* WHAT YOU WILL DO
Write out each entry below exactly. Do not include the images.

* AVAILABLE DATA
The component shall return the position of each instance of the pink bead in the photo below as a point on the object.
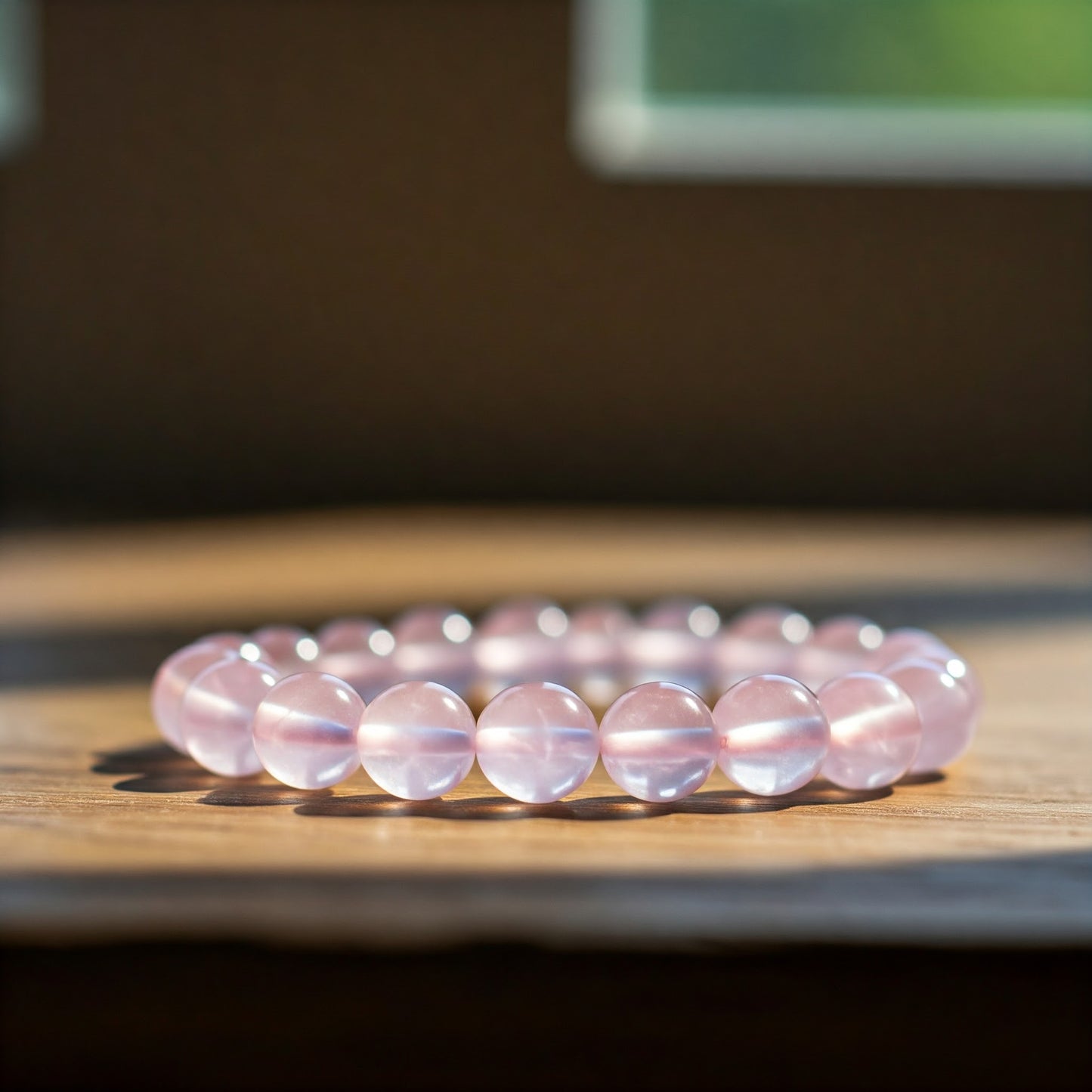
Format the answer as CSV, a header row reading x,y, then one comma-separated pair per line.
x,y
358,651
520,641
287,648
905,643
175,674
763,641
537,741
948,710
434,642
775,736
659,741
920,645
218,713
674,643
227,640
416,741
838,645
875,731
305,731
594,650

* RESULT
The component shall return the position of each instance of the pink bead in the photo below as a point on the object.
Format the answer as CSV, a header row reading x,y, then one comma-separated pair per line.
x,y
358,651
520,641
287,648
905,643
175,674
763,641
537,741
948,710
434,642
775,736
659,741
920,645
218,713
674,643
227,640
416,741
838,645
875,731
305,731
594,650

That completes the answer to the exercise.